◆ WHAT IS EXPECTED:
Repeat the records below in their entirety, exactly.

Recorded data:
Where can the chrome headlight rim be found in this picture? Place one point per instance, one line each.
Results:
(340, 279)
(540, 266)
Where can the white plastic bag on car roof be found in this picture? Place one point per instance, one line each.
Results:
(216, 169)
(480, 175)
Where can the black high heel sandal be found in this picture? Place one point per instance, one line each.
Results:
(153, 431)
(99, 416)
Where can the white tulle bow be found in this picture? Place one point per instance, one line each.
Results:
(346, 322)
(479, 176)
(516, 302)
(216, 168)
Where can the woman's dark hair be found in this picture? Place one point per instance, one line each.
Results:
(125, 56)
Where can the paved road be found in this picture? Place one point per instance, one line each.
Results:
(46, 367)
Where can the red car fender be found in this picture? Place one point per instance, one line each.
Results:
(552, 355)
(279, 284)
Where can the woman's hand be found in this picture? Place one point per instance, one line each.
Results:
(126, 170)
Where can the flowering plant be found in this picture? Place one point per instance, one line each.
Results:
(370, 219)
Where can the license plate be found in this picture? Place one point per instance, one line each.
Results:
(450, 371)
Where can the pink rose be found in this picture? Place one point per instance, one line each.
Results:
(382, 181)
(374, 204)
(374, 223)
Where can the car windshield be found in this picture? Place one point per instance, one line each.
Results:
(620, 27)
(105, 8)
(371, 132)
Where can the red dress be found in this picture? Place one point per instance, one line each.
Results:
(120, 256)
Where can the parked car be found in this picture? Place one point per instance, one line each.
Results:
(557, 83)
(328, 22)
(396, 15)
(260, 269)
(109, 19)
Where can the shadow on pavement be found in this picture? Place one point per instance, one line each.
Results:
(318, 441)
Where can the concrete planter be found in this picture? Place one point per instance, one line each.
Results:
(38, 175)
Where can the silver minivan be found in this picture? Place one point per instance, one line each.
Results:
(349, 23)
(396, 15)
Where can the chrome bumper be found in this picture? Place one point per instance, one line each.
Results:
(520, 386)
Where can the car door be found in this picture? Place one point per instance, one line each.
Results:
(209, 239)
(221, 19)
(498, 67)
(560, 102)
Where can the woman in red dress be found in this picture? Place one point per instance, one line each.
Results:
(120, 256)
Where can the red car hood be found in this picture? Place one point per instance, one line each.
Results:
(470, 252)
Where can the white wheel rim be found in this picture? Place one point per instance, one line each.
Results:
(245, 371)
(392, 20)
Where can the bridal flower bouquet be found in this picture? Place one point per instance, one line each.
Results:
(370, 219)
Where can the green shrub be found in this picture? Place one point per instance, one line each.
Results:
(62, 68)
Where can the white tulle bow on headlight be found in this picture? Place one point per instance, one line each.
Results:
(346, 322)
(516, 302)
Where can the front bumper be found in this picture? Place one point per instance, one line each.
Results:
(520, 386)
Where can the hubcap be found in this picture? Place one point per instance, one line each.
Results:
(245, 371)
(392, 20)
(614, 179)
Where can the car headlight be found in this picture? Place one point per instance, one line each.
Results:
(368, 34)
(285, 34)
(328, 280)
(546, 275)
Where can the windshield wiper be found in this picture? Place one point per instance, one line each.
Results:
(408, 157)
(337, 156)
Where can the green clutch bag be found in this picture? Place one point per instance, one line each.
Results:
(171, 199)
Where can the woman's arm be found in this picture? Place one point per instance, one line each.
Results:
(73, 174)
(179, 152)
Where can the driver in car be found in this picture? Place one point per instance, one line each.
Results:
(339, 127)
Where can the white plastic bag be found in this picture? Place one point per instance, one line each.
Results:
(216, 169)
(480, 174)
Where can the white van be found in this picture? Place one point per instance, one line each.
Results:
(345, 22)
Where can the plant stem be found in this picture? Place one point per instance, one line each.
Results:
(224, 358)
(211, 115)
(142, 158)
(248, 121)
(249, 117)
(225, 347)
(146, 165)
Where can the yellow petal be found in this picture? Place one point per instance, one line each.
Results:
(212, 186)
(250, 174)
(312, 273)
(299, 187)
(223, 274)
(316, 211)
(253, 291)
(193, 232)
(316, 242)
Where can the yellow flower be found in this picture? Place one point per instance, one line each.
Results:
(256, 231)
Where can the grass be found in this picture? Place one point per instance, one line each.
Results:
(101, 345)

◆ ANSWER SECTION:
Where can the chrome headlight rim be found in this picture? Place one point per instance, one line each.
Results:
(340, 279)
(540, 266)
Where can the white plastic bag on car roof be found in this picture? Place one point per instance, one line each.
Results:
(216, 169)
(480, 175)
Where can the black high heel sandal be found in this picture? Place one point per instance, one line each.
Results:
(153, 431)
(99, 416)
Where can the white tulle bow be found in this picture? Place one point per instance, one line each.
Results:
(346, 322)
(479, 176)
(516, 302)
(216, 168)
Where can the woman's dark hair be found in this picture? Place one point per instance, one line each.
Results:
(125, 56)
Where can the paved road be found in this picture? Place one point per instance, one line each.
Results:
(46, 367)
Where can the red car fender be found in this picture? Place one point per instance, one line each.
Results:
(552, 355)
(279, 284)
Where can the woman's hand be found in this picture? Place one point per instance, one line each.
Results:
(126, 170)
Where can the flowering plant be found in this picture? Place one point per instance, one line each.
Results:
(370, 219)
Where can the license plate be found in this picture? Place one point per instance, one line each.
Results:
(450, 371)
Where can the pink rose be found in this picture? Place one point per instance, one line each.
Results:
(382, 181)
(374, 204)
(374, 223)
Where can the car windshield be found in this picture? Place one point per instance, one line each.
Results:
(620, 27)
(105, 8)
(371, 132)
Where can the red dress be found in this picture? Place one point per instance, one line each.
Results:
(120, 256)
Where can the parked car be found in this picture? Place one point per instance, one line each.
Results:
(557, 83)
(328, 22)
(396, 15)
(260, 269)
(109, 19)
Where can the shadow on pavement be found in this picture? Place one point per instance, one line each.
Results:
(318, 441)
Where can the concrete planter be found in this picture? Place one point per instance, one line each.
Results:
(38, 175)
Where can the silver minivan be found in this picture? Place one point per instance, one line each.
Results:
(349, 23)
(396, 15)
Where can the chrome bumper be found in this picture? Place one point per instance, one line each.
Results:
(520, 386)
Where can the car door be found in this picture? Place one point per instance, one line each.
Results:
(209, 239)
(221, 19)
(498, 67)
(560, 102)
Where can the woman in red dress be found in this picture? Place one point per instance, one line each.
Results:
(120, 256)
Where can the red car hood be found in this picture? Place one point per instance, one line each.
Results:
(470, 252)
Where can the white wheel rim be found in this picture? Place one point per instance, one line each.
Results:
(245, 371)
(392, 20)
Where can the bridal flower bouquet be found in this picture? Place one point per instance, one line each.
Results:
(370, 219)
Where can the green shrub be found in this picture? Place one point per instance, one line each.
Results:
(62, 68)
Where can the white tulle bow on headlight be found in this picture? Place one point per instance, one line each.
Results:
(346, 322)
(516, 302)
Where can the front bumper be found in this picture? Place one point per instance, one line each.
Results:
(520, 386)
Where can the hubcap be found in this picture? Place one point per instance, one line each.
Results:
(245, 371)
(392, 20)
(614, 179)
Where can the car headlight be found in this picture? Place one point per instance, one line each.
Results:
(368, 34)
(285, 34)
(328, 280)
(546, 275)
Where can the windshield wiper be found in this picture? Place one point per instance, one line each.
Results:
(408, 157)
(337, 156)
Where can the green clutch bag be found in this picture? Place one point per instance, one line each.
Results:
(171, 199)
Where can the woman's arm be found in this picture? Place one point per instance, one line each.
Results:
(73, 174)
(179, 152)
Where can the driver in car be found in this picture? Place one point per instance, one line each.
Results:
(339, 127)
Where can the white plastic bag be found in this picture? Place one point per instance, one line each.
Results:
(216, 169)
(480, 174)
Where can the white van be found in this picture? Place one point per instance, one line each.
Results:
(345, 22)
Where can the plant stem be found in this picture? Place one point per instance, one line each.
Results:
(224, 358)
(211, 115)
(142, 158)
(248, 121)
(249, 117)
(225, 347)
(146, 165)
Where can the yellow petal be found in this picture? Place one point per instance, one line each.
Results:
(212, 186)
(250, 174)
(312, 273)
(299, 187)
(223, 274)
(316, 211)
(253, 291)
(193, 232)
(316, 242)
Where can the yellow flower be found in this picture? Place one point per instance, one line each.
Results:
(256, 231)
Where can the grass be found in this picture? Place one point per instance, one line each.
Results:
(101, 345)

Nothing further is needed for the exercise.